Omit every picture, then return the listing verbatim.

___ Records to process

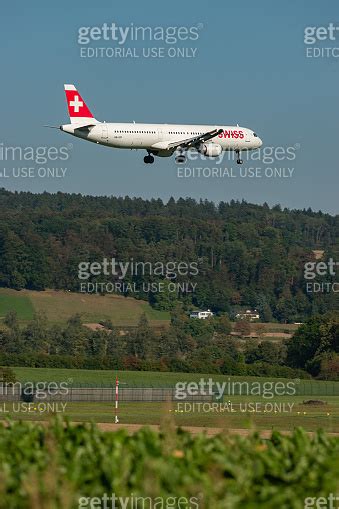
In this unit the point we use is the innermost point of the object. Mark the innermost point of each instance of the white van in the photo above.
(202, 315)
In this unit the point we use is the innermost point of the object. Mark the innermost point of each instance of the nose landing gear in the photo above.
(239, 161)
(149, 159)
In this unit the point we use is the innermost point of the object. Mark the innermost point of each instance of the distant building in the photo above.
(202, 315)
(249, 314)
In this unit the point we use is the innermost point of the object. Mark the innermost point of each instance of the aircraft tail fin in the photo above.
(78, 110)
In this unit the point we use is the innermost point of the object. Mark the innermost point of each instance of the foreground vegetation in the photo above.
(58, 466)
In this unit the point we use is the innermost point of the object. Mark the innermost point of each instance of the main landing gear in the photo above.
(239, 161)
(180, 157)
(149, 159)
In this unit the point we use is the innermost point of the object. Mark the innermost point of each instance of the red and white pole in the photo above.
(116, 399)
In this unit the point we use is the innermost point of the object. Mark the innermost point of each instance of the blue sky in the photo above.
(250, 68)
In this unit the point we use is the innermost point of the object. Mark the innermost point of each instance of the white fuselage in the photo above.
(155, 137)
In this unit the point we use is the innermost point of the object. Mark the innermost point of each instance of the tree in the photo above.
(242, 328)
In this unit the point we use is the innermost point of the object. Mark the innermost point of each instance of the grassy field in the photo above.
(59, 306)
(131, 378)
(282, 414)
(243, 412)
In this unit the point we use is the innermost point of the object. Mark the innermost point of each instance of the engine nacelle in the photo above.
(210, 149)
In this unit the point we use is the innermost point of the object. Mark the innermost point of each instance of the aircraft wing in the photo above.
(192, 142)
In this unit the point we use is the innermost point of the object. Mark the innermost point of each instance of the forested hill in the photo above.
(248, 255)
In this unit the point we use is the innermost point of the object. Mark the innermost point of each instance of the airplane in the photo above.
(160, 140)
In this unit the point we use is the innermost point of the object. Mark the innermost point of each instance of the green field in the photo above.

______

> [Exercise answer]
In this unit the point we use is the innermost point of the object. Mark the innermost point of each instance of the white van in the photo above.
(202, 315)
In this unit the point we use is the innermost point of the object. Mark the innermost point of each instance of the nose landing gear in the photo above.
(239, 161)
(149, 159)
In this unit the point we use is the innermost point of the object. Mark the innermost point of each instance of the distant building in the photo above.
(202, 315)
(249, 314)
In this unit the point we use is the innermost point of the object. Mark the innermost point of each instance of the aircraft tail fin in the photo above.
(78, 110)
In this unit the point we use is the innermost point of the object. Mark the innermost point of each instance of the foreground vegetation in the photo above.
(58, 466)
In this unit the point we use is the innermost point of the object. Mark the innermost point of each instance of the main landing gear in the photo above.
(239, 161)
(180, 157)
(149, 159)
In this unit the point we use is the innermost point of the object. Mark the innermost point of each instance of the red and white pole in the photo above.
(116, 399)
In this unit the point we use is the innermost point of the object. Mark the innermost point of each instance of the blue sky in the photo above.
(250, 68)
In this unit the point we use is the innermost point of the object. Mark the innermost point of each instance of the white fuselage in the photo above.
(155, 137)
In this unit the point we use is the innermost point of the object. Mark the innermost point of each instance of the tree in the photo above.
(242, 328)
In this unit the point we use is the innermost point of the object. Mark the innermost point of each instance of the grassy field in the photo above.
(59, 306)
(131, 378)
(282, 414)
(243, 412)
In this unit the point we use is the innermost point of the object. Mark the innermost point of each instance of the engine nacelle in the photo above.
(210, 149)
In this unit the point we use is the innermost point of the object. Mark the innermost point of each instance of the aircraft wing in the photo above.
(192, 142)
In this unit the point we use is the innermost point of the object. Mark the innermost point of each instance of the forested hill in the photo above.
(248, 255)
In this unit the point we use is the innermost point of the object. Mark the innermost point of each instance of the airplane in the photo above.
(160, 140)
In this unit the point we use is the innermost point of the object. Mark the innermost point of each instance of the green field in the photo above.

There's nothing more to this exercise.